◆ Direction
Can you format the lines below as a numbered list, leaving out any blank lines?

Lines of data
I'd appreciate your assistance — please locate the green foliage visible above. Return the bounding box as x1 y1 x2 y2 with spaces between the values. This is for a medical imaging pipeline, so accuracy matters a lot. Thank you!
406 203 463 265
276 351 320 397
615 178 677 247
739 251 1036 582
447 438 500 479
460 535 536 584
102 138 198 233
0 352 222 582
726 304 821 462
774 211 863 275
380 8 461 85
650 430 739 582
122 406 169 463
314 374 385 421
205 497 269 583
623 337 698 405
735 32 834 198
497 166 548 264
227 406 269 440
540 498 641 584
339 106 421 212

◆ The result
1. I'd appreciate your assistance — please locate the green foliage visible above. Return the bounding box as x1 y1 x2 y2 with spaces between the values. This is for a medical imaging pipeline, so accuracy matters a lot. Thank you!
2. 406 203 463 265
3. 276 351 320 397
4. 615 178 677 247
5. 739 251 1036 582
6. 447 438 500 479
7. 460 535 536 584
8. 102 138 198 233
9. 0 352 222 582
10. 726 304 821 462
11. 774 211 863 275
12. 380 8 461 85
13. 650 430 739 582
14. 122 406 169 463
15. 314 374 385 421
16. 205 497 269 583
17. 623 337 698 405
18. 735 32 834 198
19. 497 166 548 264
20. 227 406 269 440
21. 540 498 641 584
22. 339 106 421 212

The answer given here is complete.